= Brief =
Retype the lines starting with the line containing "Target: <item>spectator</item>" and going on through the line containing "M344 173L340 170L340", leaving out every other line in the records.
— Begin —
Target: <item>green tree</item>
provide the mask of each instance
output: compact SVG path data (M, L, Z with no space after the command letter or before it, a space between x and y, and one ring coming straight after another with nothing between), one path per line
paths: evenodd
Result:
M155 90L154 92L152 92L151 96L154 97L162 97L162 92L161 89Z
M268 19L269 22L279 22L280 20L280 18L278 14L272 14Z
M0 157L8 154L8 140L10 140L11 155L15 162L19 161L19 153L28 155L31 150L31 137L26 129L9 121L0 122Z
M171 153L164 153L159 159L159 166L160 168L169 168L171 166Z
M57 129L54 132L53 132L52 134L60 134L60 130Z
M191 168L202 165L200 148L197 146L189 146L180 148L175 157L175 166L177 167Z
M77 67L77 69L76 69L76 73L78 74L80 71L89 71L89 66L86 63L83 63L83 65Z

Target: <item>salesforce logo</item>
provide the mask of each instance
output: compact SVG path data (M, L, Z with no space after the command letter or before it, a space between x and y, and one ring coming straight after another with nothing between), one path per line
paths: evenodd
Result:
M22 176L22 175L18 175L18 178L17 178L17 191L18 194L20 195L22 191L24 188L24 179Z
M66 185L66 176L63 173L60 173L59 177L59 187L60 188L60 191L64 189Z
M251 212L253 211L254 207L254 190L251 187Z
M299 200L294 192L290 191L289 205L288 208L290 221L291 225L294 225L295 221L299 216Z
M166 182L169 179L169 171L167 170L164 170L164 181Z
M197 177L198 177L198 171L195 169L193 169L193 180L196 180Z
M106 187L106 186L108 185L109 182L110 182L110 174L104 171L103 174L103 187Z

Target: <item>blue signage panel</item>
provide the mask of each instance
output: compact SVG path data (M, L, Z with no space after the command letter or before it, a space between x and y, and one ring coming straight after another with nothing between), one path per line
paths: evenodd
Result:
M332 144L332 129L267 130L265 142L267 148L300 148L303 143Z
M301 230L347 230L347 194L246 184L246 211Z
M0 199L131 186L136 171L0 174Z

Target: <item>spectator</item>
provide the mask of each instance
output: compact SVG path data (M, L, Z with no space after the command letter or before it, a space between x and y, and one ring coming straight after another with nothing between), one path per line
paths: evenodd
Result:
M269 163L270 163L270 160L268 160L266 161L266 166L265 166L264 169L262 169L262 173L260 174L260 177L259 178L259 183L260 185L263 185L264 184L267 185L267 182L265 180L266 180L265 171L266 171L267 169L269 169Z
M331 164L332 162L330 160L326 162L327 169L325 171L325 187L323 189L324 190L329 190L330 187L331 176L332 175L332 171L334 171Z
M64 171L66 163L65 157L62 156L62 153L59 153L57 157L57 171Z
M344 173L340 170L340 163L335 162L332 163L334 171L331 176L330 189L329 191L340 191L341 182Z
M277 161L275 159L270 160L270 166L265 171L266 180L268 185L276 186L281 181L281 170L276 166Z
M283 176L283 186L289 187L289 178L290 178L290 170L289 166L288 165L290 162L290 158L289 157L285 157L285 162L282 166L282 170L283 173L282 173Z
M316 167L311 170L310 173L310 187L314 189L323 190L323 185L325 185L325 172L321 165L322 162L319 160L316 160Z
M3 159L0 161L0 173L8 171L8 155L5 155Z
— End —
= Solution =
Target: <item>spectator</item>
provide the mask of each instance
output: compact SVG path data (M, L, Z with no space after the command letter or before it, a space between x and y, and one ring coming straight after another with nothing between), one path per line
paths: evenodd
Result:
M269 163L270 163L270 160L268 160L266 161L266 166L265 166L264 169L262 169L262 173L260 174L260 177L259 178L259 183L260 185L263 185L264 184L267 185L267 182L265 180L266 180L265 171L266 171L267 169L269 169Z
M331 164L332 162L330 160L326 162L327 169L325 171L325 187L323 189L324 190L329 190L330 187L331 176L332 175L332 171L334 171Z
M64 171L66 163L65 157L62 156L62 153L59 153L57 157L57 171Z
M344 173L340 170L340 163L335 162L332 163L334 171L331 176L330 189L329 191L340 191L341 182Z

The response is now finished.